● Data items
==========
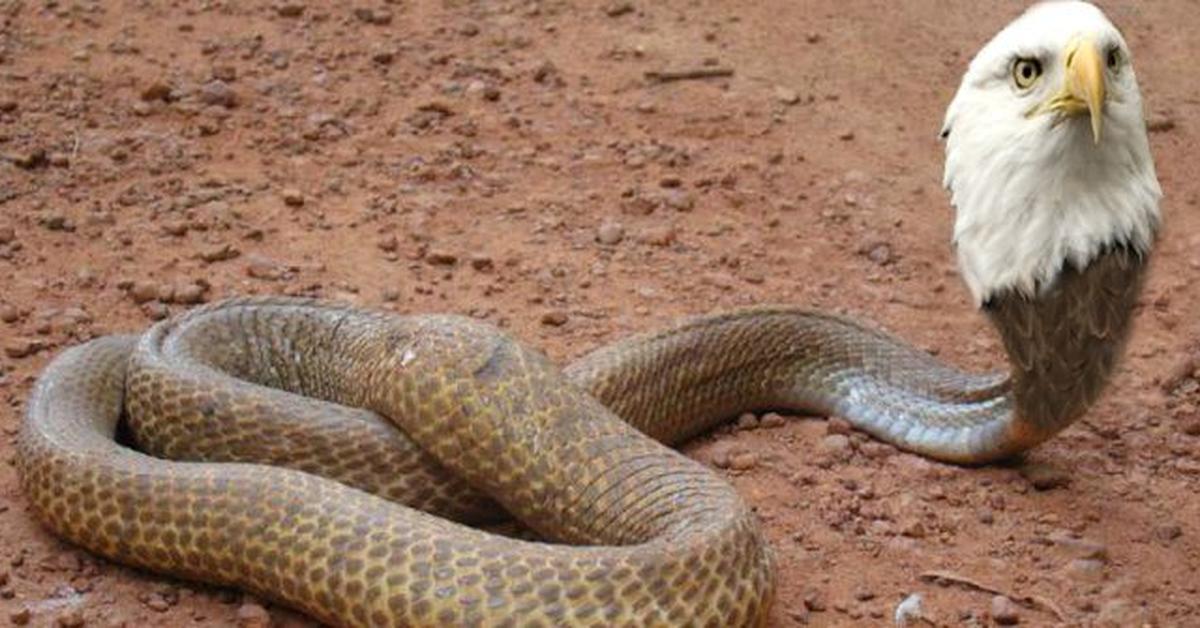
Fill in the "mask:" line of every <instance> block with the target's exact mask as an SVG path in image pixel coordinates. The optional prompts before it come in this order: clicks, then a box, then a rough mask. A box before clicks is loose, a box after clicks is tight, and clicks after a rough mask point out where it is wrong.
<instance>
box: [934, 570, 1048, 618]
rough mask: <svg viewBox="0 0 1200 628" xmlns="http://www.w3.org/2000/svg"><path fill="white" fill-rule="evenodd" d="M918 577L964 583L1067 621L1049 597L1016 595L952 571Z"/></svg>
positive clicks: (986, 592) (976, 589) (967, 585)
mask: <svg viewBox="0 0 1200 628" xmlns="http://www.w3.org/2000/svg"><path fill="white" fill-rule="evenodd" d="M918 578H920V579H922V580H924V581H925V582H934V584H936V585H944V584H947V582H949V584H956V585H962V586H965V587H967V588H973V590H976V591H982V592H984V593H991V594H994V596H1004V597H1006V598H1008V599H1010V600H1013V602H1015V603H1018V604H1020V605H1021V606H1025V608H1026V609H1032V610H1040V611H1046V612H1050V614H1051V615H1054V616H1055V617H1056V618H1057V620H1058V621H1061V622H1067V616H1066V614H1063V612H1062V609H1060V608H1058V605H1057V604H1055V603H1054V602H1050V600H1049V599H1046V598H1043V597H1040V596H1014V594H1013V593H1010V592H1008V591H1002V590H1000V588H997V587H994V586H989V585H984V584H983V582H978V581H976V580H971V579H970V578H966V576H962V575H959V574H955V573H952V572H925V573H923V574H920V575H919V576H918Z"/></svg>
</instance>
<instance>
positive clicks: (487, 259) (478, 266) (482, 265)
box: [470, 253, 496, 273]
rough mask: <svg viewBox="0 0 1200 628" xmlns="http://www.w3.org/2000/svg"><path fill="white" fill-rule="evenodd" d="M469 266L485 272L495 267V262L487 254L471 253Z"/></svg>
mask: <svg viewBox="0 0 1200 628" xmlns="http://www.w3.org/2000/svg"><path fill="white" fill-rule="evenodd" d="M470 268H474V269H475V270H479V271H480V273H485V271H488V270H492V269H493V268H496V262H494V261H492V258H491V257H490V256H487V255H484V253H473V255H472V256H470Z"/></svg>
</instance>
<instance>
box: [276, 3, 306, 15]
mask: <svg viewBox="0 0 1200 628" xmlns="http://www.w3.org/2000/svg"><path fill="white" fill-rule="evenodd" d="M304 10H305V6H304V5H302V4H300V2H280V4H278V5H276V6H275V12H276V13H278V14H280V17H284V18H298V17H300V16H302V14H304Z"/></svg>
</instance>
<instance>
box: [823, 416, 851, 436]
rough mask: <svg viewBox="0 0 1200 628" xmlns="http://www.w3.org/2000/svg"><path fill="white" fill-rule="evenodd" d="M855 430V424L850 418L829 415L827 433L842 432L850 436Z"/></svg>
mask: <svg viewBox="0 0 1200 628" xmlns="http://www.w3.org/2000/svg"><path fill="white" fill-rule="evenodd" d="M853 431H854V426H853V425H851V424H850V421H848V420H846V419H844V418H841V417H829V420H827V421H826V433H840V435H842V436H850V435H851V433H852V432H853Z"/></svg>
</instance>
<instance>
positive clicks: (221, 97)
mask: <svg viewBox="0 0 1200 628" xmlns="http://www.w3.org/2000/svg"><path fill="white" fill-rule="evenodd" d="M199 96H200V102H203V103H204V104H210V106H214V107H224V108H227V109H232V108H234V107H236V106H238V92H235V91H234V90H233V88H230V86H229V84H228V83H226V82H224V80H221V79H214V80H209V82H208V83H205V84H204V85H203V86H200V92H199Z"/></svg>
==========
● The task
Turn the records, from their beginning through the line that contains "box: [470, 253, 496, 273]", into a JSON list of strings with one string per line, omitting blank lines and leaving out the pictures.

● Solution for this problem
[
  "Fill in the \"mask:\" line of every <instance> block with the target's exact mask as an SVG path in image pixel coordinates. The optional prompts before it come in this order: clicks, then a box, then a rough mask. A box before clicks is loose, a box after clicks is tight, and clicks after a rough mask point out where it is wrong.",
  "<instance>",
  "box: [934, 570, 1048, 618]",
  "rough mask: <svg viewBox=\"0 0 1200 628\" xmlns=\"http://www.w3.org/2000/svg\"><path fill=\"white\" fill-rule=\"evenodd\" d=\"M918 577L964 583L1067 621L1049 597L1016 595L952 571Z\"/></svg>",
  "positive clicks: (986, 592) (976, 589) (967, 585)",
  "mask: <svg viewBox=\"0 0 1200 628\" xmlns=\"http://www.w3.org/2000/svg\"><path fill=\"white\" fill-rule=\"evenodd\" d=\"M918 578H920V579H922V580H924V581H925V582H934V584H936V585H944V584H947V582H949V584H956V585H962V586H965V587H967V588H973V590H976V591H982V592H984V593H991V594H994V596H1004V597H1006V598H1008V599H1010V600H1013V602H1015V603H1018V604H1020V605H1021V606H1025V608H1026V609H1032V610H1040V611H1046V612H1050V614H1051V615H1054V616H1055V617H1056V618H1057V620H1058V621H1061V622H1067V616H1066V614H1063V612H1062V609H1060V608H1058V605H1057V604H1055V603H1054V602H1050V600H1049V599H1046V598H1043V597H1040V596H1014V594H1013V593H1010V592H1008V591H1002V590H1000V588H997V587H994V586H989V585H984V584H983V582H978V581H976V580H971V579H970V578H966V576H962V575H959V574H955V573H952V572H925V573H923V574H920V575H919V576H918Z\"/></svg>",
  "</instance>",
  "<instance>",
  "positive clicks: (487, 259) (478, 266) (482, 265)",
  "box: [470, 253, 496, 273]"
]